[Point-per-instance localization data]
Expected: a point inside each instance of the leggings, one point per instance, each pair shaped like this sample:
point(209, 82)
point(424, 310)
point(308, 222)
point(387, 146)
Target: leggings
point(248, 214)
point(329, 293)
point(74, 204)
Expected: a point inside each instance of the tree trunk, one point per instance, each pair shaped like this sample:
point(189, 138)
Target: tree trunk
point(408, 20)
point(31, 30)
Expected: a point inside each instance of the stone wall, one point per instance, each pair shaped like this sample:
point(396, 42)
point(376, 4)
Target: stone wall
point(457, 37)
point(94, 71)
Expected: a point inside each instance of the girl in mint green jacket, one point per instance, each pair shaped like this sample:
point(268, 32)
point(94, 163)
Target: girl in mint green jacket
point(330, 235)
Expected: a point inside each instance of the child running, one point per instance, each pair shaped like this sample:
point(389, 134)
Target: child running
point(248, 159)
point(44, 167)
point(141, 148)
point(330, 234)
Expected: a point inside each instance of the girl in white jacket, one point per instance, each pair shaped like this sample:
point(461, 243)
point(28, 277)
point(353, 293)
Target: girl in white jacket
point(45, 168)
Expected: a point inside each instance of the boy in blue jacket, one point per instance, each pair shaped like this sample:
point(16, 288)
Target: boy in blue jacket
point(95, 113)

==

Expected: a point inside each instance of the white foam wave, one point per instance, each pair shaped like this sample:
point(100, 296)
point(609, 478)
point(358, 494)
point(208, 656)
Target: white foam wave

--

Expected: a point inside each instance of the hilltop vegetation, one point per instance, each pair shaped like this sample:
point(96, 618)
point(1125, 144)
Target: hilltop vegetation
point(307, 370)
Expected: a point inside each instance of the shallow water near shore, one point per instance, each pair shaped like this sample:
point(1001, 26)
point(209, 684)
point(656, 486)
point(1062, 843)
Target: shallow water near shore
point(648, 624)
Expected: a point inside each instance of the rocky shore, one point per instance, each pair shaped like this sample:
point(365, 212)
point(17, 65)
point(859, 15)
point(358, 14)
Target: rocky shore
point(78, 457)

EXERCISE INSTRUCTIONS :: When the entries above show the word "foam" in a line, copy that line out.

WRITTEN REPLY ::
Expected: a point inside each instance of the white foam wave, one point per instance, each pair shaped like this sample:
Target: white foam wave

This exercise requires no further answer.